### The exercise
Copy every one of the following rows word for word.
-- START Input material --
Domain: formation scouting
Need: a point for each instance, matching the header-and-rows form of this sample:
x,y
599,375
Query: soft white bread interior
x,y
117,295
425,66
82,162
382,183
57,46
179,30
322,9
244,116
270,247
-- END Input material --
### Solved problem
Domain: formation scouting
Need: a point for each instance, matching the header-and-rows form of this sample:
x,y
599,375
Query: soft white bread interior
x,y
117,295
425,66
82,162
382,183
57,46
179,30
322,9
244,116
270,247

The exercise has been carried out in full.